STATED PROBLEM → Recast the records below as a two-column CSV with the header "prompt" and "target," one row per record: the text in the first column and its answer in the second. Put each field in quotes and turn every line break into a space.

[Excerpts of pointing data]

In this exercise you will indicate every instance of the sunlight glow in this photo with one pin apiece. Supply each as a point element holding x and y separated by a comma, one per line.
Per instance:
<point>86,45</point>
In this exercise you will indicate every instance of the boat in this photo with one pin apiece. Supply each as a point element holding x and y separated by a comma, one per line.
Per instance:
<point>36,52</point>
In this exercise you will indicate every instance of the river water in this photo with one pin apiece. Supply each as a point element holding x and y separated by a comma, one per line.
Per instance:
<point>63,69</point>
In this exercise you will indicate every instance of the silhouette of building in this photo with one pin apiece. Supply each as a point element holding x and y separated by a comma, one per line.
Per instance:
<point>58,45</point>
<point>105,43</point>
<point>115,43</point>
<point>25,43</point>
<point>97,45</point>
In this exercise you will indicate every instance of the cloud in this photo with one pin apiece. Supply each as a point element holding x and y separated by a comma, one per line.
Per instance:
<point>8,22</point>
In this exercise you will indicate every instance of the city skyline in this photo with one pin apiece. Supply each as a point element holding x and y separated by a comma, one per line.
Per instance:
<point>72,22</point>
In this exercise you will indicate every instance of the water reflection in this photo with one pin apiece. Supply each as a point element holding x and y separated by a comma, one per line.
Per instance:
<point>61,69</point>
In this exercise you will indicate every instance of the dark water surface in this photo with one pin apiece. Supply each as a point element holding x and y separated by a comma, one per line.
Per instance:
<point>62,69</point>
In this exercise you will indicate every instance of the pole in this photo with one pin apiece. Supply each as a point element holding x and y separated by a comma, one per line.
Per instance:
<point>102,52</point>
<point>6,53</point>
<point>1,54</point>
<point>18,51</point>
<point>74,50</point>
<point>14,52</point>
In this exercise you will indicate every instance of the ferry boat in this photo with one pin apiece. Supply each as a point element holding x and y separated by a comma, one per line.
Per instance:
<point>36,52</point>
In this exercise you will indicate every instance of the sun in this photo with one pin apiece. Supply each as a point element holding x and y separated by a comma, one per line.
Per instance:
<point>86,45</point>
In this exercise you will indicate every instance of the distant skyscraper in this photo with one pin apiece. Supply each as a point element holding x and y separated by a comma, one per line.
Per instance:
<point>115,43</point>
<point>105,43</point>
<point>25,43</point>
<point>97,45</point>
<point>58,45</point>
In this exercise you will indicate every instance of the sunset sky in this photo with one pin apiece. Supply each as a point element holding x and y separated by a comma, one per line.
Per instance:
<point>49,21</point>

WRITTEN SOLUTION →
prompt,target
"In this exercise you will indicate every instance of the sunlight glow in this photo with one pin apiece. Supply each as a point element holding x and y separated by a comma, one per line. Per instance:","<point>86,45</point>"
"In this exercise you will indicate every instance of the boat in this photo with one pin apiece. Supply each as a point element holding x and y separated by a comma, one per line. Per instance:","<point>36,52</point>"
"In this exercise you will indicate every instance of the river water in this photo with one pin apiece. Supply each as a point element holding x and y separated by a comma, one per line. Per instance:","<point>63,69</point>"
"In this exercise you will indicate every instance of the silhouette of building in this photo with one pin apiece. Supply each as a point element holding x and y separated by a comma, one per line. Per instance:","<point>58,45</point> <point>105,43</point> <point>115,43</point> <point>25,43</point> <point>97,45</point>"
"In this exercise you will indicate every instance of the cloud in this photo with one pin apiece. Supply each as a point element holding x and y separated by a comma, one per line. Per instance:","<point>8,22</point>"
"In this exercise you will indicate every instance of the city skyline in this photo with one pin apiece. Supply each as a point element holding x and y separated by a comma, one per line. Per instance:","<point>72,22</point>"
"In this exercise you will indicate every instance of the water reflection in this photo with one pin apiece. Supply each as a point element holding x and y separated by a comma, one per line. Per instance:","<point>61,69</point>"
"In this exercise you will indicate every instance of the dark water surface in this photo with one pin apiece. Supply each as a point element holding x and y separated by a comma, one per line. Per instance:","<point>62,69</point>"
"In this exercise you will indicate every instance of the pole in this photo with one pin apiece. Supply each as a point element holding x and y separated by a comma, one per line. Per instance:","<point>102,52</point> <point>6,53</point> <point>1,54</point> <point>18,51</point> <point>74,50</point> <point>14,52</point>"
"In this exercise you will indicate every instance of the ferry boat in this photo with one pin apiece. Supply each as a point element holding x and y separated by a comma, one per line. Per instance:","<point>36,52</point>"
"In this exercise you will indicate every instance of the sun in this photo with one pin apiece. Supply each as a point element holding x and y separated by a comma, one per line. Per instance:","<point>86,45</point>"
"In this exercise you will indicate every instance of the distant skyscraper in this photo with one pin apiece. Supply each as a point element holding x and y separated by a comma, one per line. Per instance:","<point>115,43</point> <point>105,43</point> <point>25,43</point> <point>97,45</point> <point>58,45</point>"
"In this exercise you will indicate every instance of the sunset sky in this photo with one pin apiece. Supply each as a point element holding x and y separated by a comma, one per line. Per instance:","<point>49,21</point>"